TASK: Write out the passage of the PDF timestamp discussion from "I agree: it's" up to and including "after the year.", word for word.

However, there is a 1-hour difference in the timestamps. Apparently, CreationDate (which is controlled by PDF::API2) is one hour off (ModificationDate is correct, as far as I can see).

% date -Iseconds
2023-03-13T17:18:39+01:00
% chordpro -o ~/tmp/x.pdf ~/tmp/cols.cho
% pdfinfo x.pdf
Title:           Columns
Creator:         ChordPro core 6.000_013 (Unsupported development snapshot) 
Producer:        PDF::API2 2.044 (linux)
CreationDate:    Mon Mar 13 16:18:49 2023 CET
...
sciurius commented 1 year ago

GhostScript should provide a better warning message, or keep silent ;).

gwyndaf commented 1 year ago

I agree: it's a pretty useless warning message!

But it's mildly annoying, so I'll keep looking for the cause, which might be my PDF libraries...

sciurius commented 1 year ago

I can take the blame for CreationDate...

sciurius commented 1 year ago

According to PDF Reference 1.7:

The date format is C<D:YYYYMMDDHHmmSSOHH'mm'>, where C is a static prefix identifying the string as a PDF date. The date may be truncated at any point after the year.

So a missing timezone should not harm and produce no warnings.

PROVIDED MATERIAL:
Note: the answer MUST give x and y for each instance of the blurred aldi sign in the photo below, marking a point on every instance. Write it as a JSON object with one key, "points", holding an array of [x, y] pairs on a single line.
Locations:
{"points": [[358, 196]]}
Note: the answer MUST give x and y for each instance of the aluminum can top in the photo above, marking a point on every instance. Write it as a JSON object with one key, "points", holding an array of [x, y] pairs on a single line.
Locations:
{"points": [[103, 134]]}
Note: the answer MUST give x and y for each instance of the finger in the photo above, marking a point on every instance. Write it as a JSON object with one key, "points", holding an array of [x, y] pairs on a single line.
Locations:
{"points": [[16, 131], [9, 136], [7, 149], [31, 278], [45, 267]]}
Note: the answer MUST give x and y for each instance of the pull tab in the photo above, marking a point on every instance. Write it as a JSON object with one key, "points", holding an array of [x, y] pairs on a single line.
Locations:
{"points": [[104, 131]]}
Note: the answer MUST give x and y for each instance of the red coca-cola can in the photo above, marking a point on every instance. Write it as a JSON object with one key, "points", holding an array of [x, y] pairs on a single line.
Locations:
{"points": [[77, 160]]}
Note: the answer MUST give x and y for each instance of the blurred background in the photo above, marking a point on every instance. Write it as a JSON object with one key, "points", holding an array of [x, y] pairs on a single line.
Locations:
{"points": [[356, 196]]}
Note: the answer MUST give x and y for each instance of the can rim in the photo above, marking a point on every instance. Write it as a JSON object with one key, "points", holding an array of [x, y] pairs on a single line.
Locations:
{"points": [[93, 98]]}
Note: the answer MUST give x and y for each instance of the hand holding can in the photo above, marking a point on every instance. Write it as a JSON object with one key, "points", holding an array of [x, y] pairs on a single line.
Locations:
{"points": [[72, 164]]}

RESPONSE TO THIS EXERCISE:
I agree: it's a pretty useless warning message!

But it's mildly annoying, so I'll keep looking for the cause, which might be my PDF libraries...

sciurius commented 1 year ago

I can take the blame for CreationDate...

sciurius commented 1 year ago

According to PDF Reference 1.7:

The date format is C<D:YYYYMMDDHHmmSSOHH'mm'>, where C is a static prefix identifying the string as a PDF date. The date may be truncated at any point after the year.